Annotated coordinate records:
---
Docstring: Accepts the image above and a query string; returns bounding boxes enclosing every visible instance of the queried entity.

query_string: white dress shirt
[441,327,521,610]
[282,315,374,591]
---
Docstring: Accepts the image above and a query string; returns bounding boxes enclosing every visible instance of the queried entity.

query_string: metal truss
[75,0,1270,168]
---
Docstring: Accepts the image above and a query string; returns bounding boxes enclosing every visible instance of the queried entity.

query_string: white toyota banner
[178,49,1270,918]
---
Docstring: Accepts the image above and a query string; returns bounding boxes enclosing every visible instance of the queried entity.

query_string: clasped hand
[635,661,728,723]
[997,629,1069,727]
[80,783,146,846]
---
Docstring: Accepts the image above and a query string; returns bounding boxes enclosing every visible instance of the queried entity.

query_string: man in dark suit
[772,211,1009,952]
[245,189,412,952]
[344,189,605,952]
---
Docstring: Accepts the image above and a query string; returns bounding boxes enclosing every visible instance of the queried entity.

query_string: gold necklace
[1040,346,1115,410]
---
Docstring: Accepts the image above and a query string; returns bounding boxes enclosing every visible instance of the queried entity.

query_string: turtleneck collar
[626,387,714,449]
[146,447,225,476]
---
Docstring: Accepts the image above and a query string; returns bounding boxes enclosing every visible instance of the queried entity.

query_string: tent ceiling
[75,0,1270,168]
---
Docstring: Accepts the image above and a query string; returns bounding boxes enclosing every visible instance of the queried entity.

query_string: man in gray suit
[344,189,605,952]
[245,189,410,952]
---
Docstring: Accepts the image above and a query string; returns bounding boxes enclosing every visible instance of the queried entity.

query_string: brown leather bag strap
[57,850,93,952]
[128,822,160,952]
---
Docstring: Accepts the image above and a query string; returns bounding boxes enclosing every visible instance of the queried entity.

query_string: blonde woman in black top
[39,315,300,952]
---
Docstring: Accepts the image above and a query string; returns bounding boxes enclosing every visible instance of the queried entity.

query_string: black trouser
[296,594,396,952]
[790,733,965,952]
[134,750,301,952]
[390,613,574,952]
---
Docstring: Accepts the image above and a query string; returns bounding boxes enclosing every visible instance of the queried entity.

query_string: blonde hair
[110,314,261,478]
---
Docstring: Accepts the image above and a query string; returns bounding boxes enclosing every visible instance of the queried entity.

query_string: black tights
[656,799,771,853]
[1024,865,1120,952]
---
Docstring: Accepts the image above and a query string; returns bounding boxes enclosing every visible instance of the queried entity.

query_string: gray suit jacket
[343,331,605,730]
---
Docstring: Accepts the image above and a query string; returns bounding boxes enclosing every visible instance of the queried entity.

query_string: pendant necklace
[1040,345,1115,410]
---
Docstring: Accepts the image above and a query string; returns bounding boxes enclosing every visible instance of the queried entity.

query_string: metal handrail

TO BE DONE: Extract every line from the items above that contains the word "gray", and treat uppercase and lowercase letters as distinct.

SOLUTION TO THE EXERCISE:
query_string: man in gray suit
query_string: gray suit jacket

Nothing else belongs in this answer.